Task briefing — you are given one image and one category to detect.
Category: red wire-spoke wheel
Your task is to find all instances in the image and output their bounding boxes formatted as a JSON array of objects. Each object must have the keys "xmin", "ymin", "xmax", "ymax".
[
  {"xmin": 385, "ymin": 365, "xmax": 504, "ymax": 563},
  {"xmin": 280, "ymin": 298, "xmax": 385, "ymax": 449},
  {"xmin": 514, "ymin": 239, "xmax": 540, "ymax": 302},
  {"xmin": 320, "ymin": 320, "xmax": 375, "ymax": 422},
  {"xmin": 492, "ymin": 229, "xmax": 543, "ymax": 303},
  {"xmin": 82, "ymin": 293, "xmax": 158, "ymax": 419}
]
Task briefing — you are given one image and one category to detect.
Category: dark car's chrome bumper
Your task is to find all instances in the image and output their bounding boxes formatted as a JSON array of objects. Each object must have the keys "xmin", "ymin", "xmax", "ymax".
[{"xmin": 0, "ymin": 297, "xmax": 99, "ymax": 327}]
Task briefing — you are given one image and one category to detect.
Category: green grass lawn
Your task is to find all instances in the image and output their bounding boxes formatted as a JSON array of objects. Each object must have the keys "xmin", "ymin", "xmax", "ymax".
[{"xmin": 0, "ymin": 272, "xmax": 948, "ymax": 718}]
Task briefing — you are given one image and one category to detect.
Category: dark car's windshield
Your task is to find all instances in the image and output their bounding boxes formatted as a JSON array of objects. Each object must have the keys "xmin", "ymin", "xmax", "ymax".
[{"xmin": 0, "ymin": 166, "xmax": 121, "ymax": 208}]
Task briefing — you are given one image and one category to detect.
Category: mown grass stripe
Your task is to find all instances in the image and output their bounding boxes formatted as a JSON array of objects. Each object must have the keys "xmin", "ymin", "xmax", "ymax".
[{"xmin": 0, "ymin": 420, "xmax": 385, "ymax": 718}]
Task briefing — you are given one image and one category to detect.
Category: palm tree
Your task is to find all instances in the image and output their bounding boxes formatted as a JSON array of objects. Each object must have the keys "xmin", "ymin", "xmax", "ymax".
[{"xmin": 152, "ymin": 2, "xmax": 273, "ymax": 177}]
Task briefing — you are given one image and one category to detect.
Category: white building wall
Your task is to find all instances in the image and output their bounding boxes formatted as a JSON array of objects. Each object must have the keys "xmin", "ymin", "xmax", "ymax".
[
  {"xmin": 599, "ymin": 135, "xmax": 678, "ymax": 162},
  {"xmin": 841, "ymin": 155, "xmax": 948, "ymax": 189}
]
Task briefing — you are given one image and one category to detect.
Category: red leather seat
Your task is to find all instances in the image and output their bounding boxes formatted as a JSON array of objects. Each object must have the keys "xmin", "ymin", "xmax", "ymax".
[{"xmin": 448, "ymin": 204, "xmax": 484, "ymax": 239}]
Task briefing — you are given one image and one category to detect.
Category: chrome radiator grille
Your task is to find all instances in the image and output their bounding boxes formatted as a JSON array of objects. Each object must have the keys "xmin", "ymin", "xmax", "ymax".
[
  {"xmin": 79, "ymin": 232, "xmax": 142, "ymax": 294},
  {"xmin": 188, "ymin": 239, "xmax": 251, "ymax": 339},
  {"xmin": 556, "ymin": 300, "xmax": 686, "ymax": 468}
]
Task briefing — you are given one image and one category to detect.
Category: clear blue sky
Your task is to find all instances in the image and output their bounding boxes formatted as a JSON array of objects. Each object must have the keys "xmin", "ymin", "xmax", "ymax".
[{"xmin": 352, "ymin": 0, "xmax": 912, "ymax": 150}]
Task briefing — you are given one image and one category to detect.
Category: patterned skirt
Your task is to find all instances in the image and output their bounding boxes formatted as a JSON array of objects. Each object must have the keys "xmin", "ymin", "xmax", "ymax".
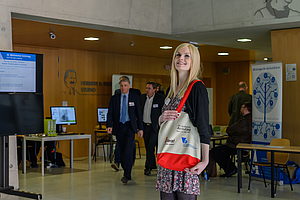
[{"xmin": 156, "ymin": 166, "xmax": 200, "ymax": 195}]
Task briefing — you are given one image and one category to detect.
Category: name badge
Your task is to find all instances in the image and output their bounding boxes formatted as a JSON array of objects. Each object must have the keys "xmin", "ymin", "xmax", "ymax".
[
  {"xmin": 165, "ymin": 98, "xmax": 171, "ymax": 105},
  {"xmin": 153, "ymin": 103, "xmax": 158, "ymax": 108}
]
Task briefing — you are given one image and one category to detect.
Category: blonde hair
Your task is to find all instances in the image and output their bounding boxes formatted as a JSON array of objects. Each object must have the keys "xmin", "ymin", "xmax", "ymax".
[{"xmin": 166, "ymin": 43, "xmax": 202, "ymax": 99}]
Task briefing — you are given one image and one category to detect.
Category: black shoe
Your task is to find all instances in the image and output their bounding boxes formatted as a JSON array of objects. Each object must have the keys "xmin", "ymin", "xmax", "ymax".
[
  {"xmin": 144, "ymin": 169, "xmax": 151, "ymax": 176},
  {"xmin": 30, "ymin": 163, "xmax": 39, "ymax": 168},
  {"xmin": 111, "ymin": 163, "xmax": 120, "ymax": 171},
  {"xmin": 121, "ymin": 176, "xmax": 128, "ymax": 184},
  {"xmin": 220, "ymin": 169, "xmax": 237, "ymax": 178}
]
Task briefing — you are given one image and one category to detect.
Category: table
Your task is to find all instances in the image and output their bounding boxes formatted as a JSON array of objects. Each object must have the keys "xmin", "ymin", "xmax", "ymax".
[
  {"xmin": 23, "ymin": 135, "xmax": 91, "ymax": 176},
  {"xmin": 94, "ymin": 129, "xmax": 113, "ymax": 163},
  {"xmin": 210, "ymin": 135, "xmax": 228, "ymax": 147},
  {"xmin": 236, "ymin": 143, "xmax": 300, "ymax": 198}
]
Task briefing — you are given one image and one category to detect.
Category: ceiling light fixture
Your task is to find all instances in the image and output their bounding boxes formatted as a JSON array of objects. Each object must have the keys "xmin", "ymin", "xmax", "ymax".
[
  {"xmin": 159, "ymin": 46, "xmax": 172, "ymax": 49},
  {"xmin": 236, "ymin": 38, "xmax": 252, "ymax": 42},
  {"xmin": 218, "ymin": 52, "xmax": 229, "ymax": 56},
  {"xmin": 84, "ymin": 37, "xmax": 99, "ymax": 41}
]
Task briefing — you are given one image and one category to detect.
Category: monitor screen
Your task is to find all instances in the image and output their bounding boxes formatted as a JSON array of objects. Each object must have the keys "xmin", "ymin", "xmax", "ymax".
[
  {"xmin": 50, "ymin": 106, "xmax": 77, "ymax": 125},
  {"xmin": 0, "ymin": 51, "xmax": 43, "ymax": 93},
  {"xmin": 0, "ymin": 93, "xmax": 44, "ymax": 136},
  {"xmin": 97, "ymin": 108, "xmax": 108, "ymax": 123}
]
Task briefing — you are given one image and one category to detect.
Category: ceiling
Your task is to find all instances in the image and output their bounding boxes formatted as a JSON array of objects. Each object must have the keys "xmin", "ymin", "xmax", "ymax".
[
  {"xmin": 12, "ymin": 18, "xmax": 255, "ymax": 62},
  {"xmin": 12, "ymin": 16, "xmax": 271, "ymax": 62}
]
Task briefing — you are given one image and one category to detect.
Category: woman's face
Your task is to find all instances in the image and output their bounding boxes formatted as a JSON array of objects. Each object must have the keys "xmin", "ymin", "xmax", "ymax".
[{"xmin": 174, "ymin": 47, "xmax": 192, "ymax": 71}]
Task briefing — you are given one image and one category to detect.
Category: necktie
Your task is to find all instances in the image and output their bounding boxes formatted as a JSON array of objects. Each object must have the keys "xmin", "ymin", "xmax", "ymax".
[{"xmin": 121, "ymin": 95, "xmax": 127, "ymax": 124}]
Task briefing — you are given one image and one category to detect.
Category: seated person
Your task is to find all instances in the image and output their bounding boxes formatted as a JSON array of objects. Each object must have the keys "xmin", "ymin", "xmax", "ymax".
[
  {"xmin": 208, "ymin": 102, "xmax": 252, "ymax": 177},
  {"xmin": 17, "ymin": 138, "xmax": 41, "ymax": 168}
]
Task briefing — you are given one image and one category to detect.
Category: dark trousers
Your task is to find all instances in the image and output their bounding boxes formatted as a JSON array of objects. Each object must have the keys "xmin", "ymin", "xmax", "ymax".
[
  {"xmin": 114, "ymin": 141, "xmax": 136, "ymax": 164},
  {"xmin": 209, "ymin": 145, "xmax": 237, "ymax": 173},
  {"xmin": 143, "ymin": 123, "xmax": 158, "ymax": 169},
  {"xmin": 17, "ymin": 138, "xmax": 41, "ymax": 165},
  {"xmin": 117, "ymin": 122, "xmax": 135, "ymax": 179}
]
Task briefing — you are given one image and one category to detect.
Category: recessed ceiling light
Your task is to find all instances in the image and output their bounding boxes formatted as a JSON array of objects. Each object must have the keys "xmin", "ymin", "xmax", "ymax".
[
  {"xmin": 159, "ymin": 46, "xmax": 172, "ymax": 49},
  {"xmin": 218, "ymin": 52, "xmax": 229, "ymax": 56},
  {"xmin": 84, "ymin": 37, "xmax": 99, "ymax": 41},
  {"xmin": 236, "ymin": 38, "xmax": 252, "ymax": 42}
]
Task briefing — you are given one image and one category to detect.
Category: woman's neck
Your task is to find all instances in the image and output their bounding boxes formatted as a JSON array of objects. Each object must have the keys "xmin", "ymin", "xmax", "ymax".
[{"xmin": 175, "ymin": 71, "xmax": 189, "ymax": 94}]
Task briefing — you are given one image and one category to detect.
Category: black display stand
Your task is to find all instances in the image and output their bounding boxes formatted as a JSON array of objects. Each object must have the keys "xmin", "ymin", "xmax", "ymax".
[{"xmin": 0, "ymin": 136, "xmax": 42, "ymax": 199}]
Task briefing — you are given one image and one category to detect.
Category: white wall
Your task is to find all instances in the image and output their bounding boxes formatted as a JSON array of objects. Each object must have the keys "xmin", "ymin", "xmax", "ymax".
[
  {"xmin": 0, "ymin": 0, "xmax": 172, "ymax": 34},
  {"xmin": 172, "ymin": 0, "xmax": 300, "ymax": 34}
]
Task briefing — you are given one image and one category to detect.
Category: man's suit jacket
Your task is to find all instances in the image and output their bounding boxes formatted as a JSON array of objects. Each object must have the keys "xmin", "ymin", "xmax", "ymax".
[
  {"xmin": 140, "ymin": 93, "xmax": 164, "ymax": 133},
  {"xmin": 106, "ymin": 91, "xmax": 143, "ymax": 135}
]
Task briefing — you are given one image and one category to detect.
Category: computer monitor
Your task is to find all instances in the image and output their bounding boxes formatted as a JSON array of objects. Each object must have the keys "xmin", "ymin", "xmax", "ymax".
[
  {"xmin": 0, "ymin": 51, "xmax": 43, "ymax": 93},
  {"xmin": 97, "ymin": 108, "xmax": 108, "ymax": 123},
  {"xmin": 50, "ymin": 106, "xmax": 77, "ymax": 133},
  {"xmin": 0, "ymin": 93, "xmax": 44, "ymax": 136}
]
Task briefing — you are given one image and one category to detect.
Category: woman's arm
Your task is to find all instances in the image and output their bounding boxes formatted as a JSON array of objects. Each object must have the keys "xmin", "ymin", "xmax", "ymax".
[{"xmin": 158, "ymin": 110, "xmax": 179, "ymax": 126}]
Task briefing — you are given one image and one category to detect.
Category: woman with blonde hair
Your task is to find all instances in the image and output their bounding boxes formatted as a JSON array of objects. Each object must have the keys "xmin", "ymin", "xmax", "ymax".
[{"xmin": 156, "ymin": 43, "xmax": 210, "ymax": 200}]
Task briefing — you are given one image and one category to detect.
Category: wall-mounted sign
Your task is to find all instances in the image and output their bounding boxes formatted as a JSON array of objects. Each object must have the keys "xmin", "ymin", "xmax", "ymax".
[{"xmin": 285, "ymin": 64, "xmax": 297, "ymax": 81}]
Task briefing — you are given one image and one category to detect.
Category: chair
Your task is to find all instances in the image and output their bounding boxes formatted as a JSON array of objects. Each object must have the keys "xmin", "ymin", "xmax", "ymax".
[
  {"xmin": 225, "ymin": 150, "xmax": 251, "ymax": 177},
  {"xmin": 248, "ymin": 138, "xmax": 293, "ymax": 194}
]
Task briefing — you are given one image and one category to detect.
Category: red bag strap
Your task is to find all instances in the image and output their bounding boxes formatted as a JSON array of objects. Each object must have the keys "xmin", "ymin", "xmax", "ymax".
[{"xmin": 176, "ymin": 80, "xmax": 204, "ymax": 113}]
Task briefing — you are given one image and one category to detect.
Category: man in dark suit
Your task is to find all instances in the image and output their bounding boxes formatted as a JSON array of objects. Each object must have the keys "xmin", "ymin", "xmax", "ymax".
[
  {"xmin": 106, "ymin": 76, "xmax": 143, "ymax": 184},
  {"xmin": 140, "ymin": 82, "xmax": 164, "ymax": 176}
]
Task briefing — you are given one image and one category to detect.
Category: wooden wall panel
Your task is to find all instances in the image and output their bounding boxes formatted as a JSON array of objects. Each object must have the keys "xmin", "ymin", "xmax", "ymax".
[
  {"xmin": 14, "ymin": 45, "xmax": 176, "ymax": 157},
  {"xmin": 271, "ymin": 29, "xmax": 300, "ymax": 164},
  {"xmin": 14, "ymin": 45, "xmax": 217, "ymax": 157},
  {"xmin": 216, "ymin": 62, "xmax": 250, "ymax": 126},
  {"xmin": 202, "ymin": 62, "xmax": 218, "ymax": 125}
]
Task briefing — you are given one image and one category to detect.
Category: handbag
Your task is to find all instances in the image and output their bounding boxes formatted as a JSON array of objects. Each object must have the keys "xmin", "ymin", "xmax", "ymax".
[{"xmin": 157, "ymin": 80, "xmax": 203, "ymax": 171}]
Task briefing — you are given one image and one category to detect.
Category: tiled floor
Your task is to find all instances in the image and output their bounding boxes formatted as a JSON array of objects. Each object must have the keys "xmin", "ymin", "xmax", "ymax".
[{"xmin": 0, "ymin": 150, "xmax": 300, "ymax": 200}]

* * *

Problem statement: Report every line of the entries above that contains the word "white", treating uppercase and lowercase letters as distinct.

Exercise output:
Category: white building wall
Category: white wall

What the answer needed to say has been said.